** Opening DATA TO EXAMINE block **
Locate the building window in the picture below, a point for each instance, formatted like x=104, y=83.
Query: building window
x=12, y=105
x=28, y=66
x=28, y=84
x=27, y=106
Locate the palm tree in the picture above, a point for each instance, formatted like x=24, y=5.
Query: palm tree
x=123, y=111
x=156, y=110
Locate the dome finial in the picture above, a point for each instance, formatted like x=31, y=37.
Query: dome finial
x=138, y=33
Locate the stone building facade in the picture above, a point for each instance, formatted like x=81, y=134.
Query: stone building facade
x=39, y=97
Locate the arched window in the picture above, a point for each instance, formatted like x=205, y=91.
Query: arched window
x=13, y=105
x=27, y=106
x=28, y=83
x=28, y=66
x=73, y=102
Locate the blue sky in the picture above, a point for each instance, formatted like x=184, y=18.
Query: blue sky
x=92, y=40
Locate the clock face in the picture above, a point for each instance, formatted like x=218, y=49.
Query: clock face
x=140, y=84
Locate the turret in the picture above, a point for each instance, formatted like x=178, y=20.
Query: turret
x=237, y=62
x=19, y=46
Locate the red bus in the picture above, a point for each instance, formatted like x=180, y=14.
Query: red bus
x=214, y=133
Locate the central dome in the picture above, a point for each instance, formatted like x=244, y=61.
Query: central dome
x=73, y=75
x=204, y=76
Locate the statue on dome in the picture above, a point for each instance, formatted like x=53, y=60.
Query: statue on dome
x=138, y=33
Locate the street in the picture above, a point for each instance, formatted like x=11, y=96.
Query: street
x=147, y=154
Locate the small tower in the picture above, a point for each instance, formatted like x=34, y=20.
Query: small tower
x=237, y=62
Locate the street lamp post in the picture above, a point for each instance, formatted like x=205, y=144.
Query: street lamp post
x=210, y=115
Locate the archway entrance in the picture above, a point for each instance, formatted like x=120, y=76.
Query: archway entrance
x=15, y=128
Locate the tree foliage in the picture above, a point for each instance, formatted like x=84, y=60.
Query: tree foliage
** Closing DATA TO EXAMINE block **
_WHAT YOU WILL DO_. Go to the line with "Locate the statue" in the entries above and repeat every line from there through the line with "Locate the small", exactly and with no other text.

_EXERCISE OUTPUT_.
Locate the statue on dome in the picture above, a point for each instance, formatted like x=53, y=60.
Query: statue on dome
x=138, y=33
Locate the street in the picture above, a point for each instance, formatted like x=11, y=96.
Query: street
x=147, y=154
Locate the small tower in the picture above, a point for each instance, formatted like x=34, y=20.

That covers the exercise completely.